Task objective> The lines to return are those below that contain the word "pixels".

Data under study>
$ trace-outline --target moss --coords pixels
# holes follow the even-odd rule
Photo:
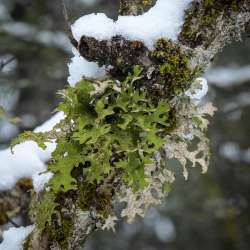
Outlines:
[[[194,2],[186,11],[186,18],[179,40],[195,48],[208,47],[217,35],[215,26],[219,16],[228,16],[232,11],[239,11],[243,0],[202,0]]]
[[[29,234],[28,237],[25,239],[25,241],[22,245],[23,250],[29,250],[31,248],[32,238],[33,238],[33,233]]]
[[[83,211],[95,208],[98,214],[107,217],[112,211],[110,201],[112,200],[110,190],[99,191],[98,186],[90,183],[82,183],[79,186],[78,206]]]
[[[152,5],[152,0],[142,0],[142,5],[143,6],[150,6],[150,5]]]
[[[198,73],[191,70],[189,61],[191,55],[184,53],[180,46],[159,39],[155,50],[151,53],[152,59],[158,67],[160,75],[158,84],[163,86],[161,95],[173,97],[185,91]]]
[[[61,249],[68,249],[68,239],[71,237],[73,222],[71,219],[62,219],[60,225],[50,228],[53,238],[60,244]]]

* * *

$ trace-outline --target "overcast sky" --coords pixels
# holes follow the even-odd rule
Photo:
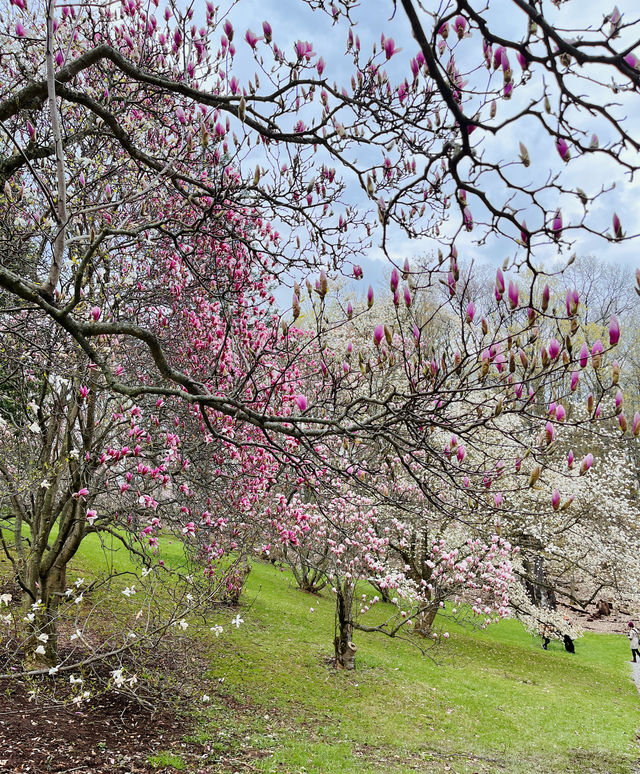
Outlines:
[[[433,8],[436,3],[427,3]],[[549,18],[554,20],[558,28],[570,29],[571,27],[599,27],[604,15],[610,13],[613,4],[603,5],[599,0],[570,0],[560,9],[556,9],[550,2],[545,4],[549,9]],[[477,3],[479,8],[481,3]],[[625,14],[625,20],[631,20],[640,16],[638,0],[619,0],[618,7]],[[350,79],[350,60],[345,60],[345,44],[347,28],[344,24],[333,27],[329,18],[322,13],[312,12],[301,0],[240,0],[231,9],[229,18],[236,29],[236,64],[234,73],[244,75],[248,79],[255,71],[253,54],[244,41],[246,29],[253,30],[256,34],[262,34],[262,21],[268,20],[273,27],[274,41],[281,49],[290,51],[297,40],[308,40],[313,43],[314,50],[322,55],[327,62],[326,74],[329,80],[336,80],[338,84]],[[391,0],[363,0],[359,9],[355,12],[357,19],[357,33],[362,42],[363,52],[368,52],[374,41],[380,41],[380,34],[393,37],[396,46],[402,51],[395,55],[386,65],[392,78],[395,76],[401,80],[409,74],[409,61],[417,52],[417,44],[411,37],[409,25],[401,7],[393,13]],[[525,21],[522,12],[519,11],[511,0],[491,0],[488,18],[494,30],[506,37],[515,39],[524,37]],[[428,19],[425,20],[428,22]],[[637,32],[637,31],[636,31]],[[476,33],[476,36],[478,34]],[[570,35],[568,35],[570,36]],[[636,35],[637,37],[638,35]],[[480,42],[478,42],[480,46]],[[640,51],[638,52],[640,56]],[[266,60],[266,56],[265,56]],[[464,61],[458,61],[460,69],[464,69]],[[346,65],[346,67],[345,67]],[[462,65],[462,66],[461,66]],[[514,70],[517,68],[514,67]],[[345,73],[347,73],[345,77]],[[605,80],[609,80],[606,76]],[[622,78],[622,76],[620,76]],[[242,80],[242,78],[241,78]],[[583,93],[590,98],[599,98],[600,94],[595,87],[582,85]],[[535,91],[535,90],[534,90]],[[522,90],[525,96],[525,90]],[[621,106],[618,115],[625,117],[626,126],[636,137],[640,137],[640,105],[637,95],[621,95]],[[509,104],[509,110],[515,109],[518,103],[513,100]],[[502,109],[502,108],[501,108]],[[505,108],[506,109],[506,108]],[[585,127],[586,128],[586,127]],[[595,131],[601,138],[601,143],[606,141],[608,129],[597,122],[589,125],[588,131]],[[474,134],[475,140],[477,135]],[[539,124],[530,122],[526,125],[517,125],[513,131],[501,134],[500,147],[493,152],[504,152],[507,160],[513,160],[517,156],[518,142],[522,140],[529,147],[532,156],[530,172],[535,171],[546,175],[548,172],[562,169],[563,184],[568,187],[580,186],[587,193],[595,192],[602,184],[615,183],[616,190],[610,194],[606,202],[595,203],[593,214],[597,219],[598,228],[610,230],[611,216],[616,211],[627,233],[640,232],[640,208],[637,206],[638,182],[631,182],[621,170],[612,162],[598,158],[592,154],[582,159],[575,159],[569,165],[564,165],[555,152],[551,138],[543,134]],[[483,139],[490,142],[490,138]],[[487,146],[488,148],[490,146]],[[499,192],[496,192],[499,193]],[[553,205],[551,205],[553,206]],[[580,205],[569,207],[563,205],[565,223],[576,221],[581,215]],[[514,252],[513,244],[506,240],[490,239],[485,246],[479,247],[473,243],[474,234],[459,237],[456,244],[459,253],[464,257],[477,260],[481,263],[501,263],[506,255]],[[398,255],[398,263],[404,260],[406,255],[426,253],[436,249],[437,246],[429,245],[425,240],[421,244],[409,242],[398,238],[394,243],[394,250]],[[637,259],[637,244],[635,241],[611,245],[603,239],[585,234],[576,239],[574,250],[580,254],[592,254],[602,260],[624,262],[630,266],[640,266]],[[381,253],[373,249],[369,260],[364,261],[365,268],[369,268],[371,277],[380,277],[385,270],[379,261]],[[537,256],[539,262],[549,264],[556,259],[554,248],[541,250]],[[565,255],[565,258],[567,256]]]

Written solution>
$ trace-outline --target moss --coords pixels
$ trace-outline --target "overcast sky" --coords pixels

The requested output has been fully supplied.